[Entries for pointing at named objects]
══════════════════════════════

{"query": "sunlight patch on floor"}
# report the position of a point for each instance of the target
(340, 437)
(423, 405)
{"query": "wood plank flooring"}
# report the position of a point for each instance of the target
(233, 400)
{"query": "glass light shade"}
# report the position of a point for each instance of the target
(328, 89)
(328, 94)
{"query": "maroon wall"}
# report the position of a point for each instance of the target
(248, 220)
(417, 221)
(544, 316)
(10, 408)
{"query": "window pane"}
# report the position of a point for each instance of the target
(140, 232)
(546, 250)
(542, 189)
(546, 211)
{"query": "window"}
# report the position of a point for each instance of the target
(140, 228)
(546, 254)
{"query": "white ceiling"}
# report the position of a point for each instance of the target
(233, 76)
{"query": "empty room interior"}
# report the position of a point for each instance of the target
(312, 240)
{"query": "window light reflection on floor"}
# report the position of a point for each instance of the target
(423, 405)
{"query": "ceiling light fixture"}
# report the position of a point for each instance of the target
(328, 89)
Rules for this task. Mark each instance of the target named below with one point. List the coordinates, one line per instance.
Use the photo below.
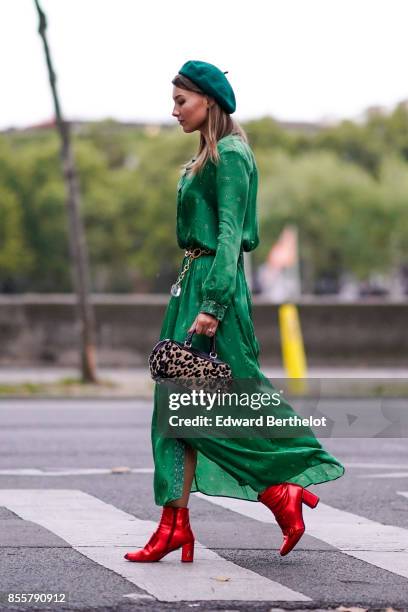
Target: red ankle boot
(285, 501)
(173, 532)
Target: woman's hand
(204, 324)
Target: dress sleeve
(232, 186)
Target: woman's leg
(190, 462)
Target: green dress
(216, 210)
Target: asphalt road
(68, 514)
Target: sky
(295, 60)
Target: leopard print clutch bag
(171, 359)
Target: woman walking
(216, 222)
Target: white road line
(384, 475)
(70, 471)
(384, 546)
(103, 533)
(73, 471)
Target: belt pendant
(192, 254)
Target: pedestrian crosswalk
(103, 533)
(384, 546)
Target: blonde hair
(220, 124)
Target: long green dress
(216, 210)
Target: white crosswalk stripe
(104, 533)
(384, 546)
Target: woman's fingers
(204, 324)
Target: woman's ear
(210, 101)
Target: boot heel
(187, 552)
(310, 499)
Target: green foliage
(344, 187)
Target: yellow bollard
(293, 353)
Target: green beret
(211, 81)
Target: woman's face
(190, 109)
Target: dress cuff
(214, 309)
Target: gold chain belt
(191, 254)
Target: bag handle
(189, 337)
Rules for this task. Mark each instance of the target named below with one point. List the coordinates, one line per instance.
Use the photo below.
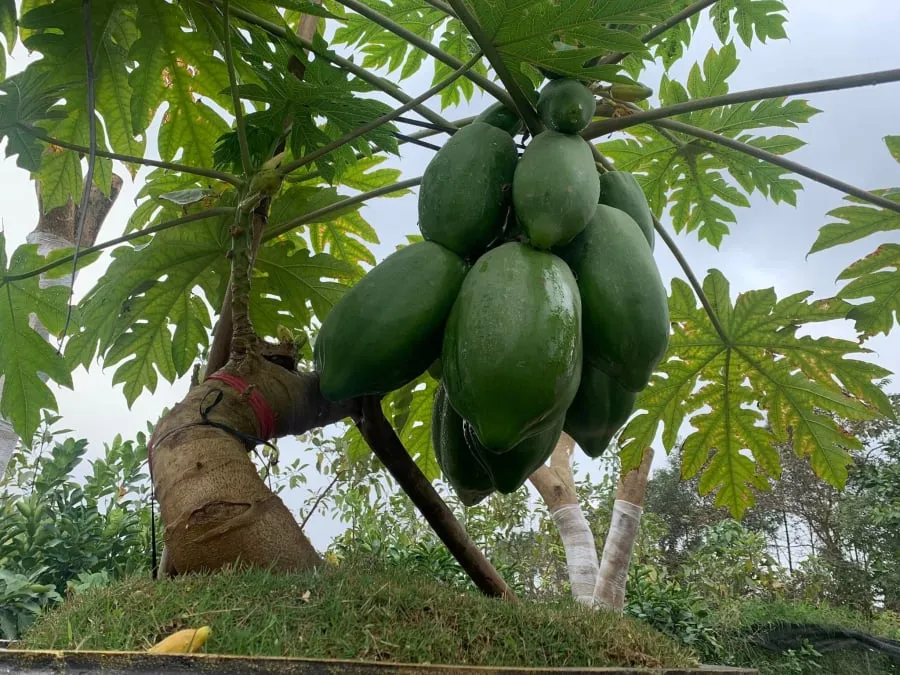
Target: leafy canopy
(163, 90)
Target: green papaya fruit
(555, 188)
(599, 410)
(387, 329)
(465, 190)
(509, 471)
(459, 464)
(626, 310)
(512, 346)
(498, 115)
(621, 190)
(566, 105)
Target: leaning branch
(428, 48)
(655, 32)
(388, 88)
(380, 436)
(209, 213)
(795, 89)
(387, 117)
(765, 156)
(130, 159)
(524, 108)
(289, 225)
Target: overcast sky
(766, 248)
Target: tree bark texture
(556, 485)
(623, 530)
(56, 229)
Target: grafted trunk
(623, 530)
(56, 229)
(556, 485)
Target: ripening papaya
(512, 347)
(459, 465)
(555, 188)
(500, 116)
(465, 190)
(387, 329)
(626, 311)
(566, 105)
(509, 471)
(599, 410)
(621, 190)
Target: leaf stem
(655, 32)
(131, 159)
(387, 87)
(202, 215)
(387, 117)
(692, 278)
(831, 84)
(287, 226)
(246, 164)
(429, 48)
(520, 102)
(765, 156)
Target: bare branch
(795, 89)
(289, 225)
(655, 32)
(428, 48)
(380, 436)
(795, 167)
(524, 108)
(388, 88)
(387, 117)
(40, 134)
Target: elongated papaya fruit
(599, 410)
(621, 190)
(512, 347)
(459, 464)
(387, 329)
(509, 471)
(465, 190)
(555, 189)
(566, 105)
(626, 310)
(498, 115)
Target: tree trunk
(56, 229)
(556, 485)
(623, 530)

══════════════════════════════

Exercise aim.
Can you give every one of the entries above as a numbered list, with blank lines dropped and the pictures left out?

Expected answer.
1. {"query": "sunlight patch on floor"}
2. # report the position of a point for each instance of the target
3. (340, 437)
4. (423, 405)
5. {"query": "wood plank flooring"}
6. # report the position of a point for each instance of the target
7. (233, 400)
8. {"query": "glass light shade"}
9. # report the position of a point for each instance of the target
10. (328, 89)
11. (328, 94)
12. {"query": "maroon wall"}
13. # report the position of a point for each instance of the target
14. (248, 220)
15. (417, 221)
16. (544, 316)
17. (10, 408)
18. {"query": "window pane"}
19. # report the position of a point for each instance of the target
20. (140, 232)
21. (546, 250)
22. (542, 189)
23. (546, 211)
24. {"query": "window"}
25. # report the position of a point for each instance of the target
26. (140, 228)
27. (546, 254)
28. {"query": "white ceiling"}
29. # report the position of a point for each instance of the target
30. (233, 76)
31. {"query": "empty room interior"}
32. # report the position of a point for each instance of the target
33. (312, 240)
34. {"query": "window light reflection on floor"}
35. # report the position of a point for each instance of the target
36. (423, 405)
37. {"query": "ceiling light fixture"}
38. # report the position of a point for each instance of the target
39. (328, 89)
40. Rules for this task. Mark each instance of the target named below with one point. List the coordinates, one line per instance.
41. Use the photo below.
42. Target: red ankle boot
43. (285, 501)
44. (173, 532)
45. Target: woman's hand
46. (204, 324)
47. Target: dress sleeve
48. (232, 186)
49. Target: woman's leg
50. (190, 462)
51. Target: green dress
52. (216, 210)
53. Target: asphalt road
54. (68, 514)
55. Target: sky
56. (295, 60)
57. Target: leopard print clutch bag
58. (171, 359)
59. Target: woman walking
60. (216, 222)
61. Target: white road line
62. (384, 475)
63. (70, 471)
64. (384, 546)
65. (103, 533)
66. (73, 471)
67. Target: belt pendant
68. (192, 254)
69. Target: pedestrian crosswalk
70. (103, 533)
71. (384, 546)
72. Target: blonde hair
73. (220, 124)
74. Target: long green dress
75. (216, 210)
76. Target: white crosswalk stripe
77. (104, 533)
78. (384, 546)
79. Target: woman's fingers
80. (204, 324)
81. Target: woman's ear
82. (210, 101)
83. Target: boot heel
84. (187, 552)
85. (310, 499)
86. Target: green foliage
87. (344, 187)
88. Target: yellow bollard
89. (293, 353)
90. Target: green beret
91. (211, 81)
92. Target: woman's face
93. (190, 109)
94. Target: dress cuff
95. (214, 309)
96. Target: gold chain belt
97. (191, 254)
98. Target: bag handle
99. (189, 337)
100. Rules for this task. Mark each instance of the target named below with one point. List the coordinates, one line per instance.
101. Use the photo below.
102. Target: leafy canopy
103. (163, 90)
104. Target: green papaya fruit
105. (555, 188)
106. (599, 410)
107. (387, 329)
108. (465, 190)
109. (509, 471)
110. (459, 464)
111. (626, 310)
112. (512, 346)
113. (498, 115)
114. (621, 190)
115. (566, 105)
116. Target: leaning branch
117. (428, 48)
118. (655, 32)
119. (388, 88)
120. (380, 436)
121. (209, 213)
122. (795, 89)
123. (387, 117)
124. (765, 156)
125. (130, 159)
126. (524, 108)
127. (289, 225)
128. Target: overcast sky
129. (766, 248)
130. Target: tree bark texture
131. (556, 485)
132. (623, 530)
133. (56, 229)
134. Target: grafted trunk
135. (623, 530)
136. (56, 229)
137. (556, 485)
138. Target: ripening papaya
139. (512, 347)
140. (459, 465)
141. (555, 188)
142. (500, 116)
143. (465, 190)
144. (387, 329)
145. (626, 311)
146. (566, 105)
147. (509, 471)
148. (599, 410)
149. (621, 190)
150. Target: leaf stem
151. (655, 32)
152. (131, 159)
153. (387, 87)
154. (202, 215)
155. (387, 117)
156. (692, 278)
157. (831, 84)
158. (287, 226)
159. (246, 164)
160. (429, 48)
161. (520, 102)
162. (765, 156)
163. Target: bare branch
164. (795, 89)
165. (289, 225)
166. (655, 32)
167. (428, 48)
168. (380, 436)
169. (795, 167)
170. (524, 108)
171. (388, 88)
172. (387, 117)
173. (40, 134)
174. Target: elongated papaya fruit
175. (599, 410)
176. (621, 190)
177. (512, 347)
178. (459, 464)
179. (387, 329)
180. (509, 471)
181. (465, 190)
182. (555, 189)
183. (566, 105)
184. (626, 310)
185. (498, 115)
186. Target: tree trunk
187. (56, 229)
188. (556, 485)
189. (623, 530)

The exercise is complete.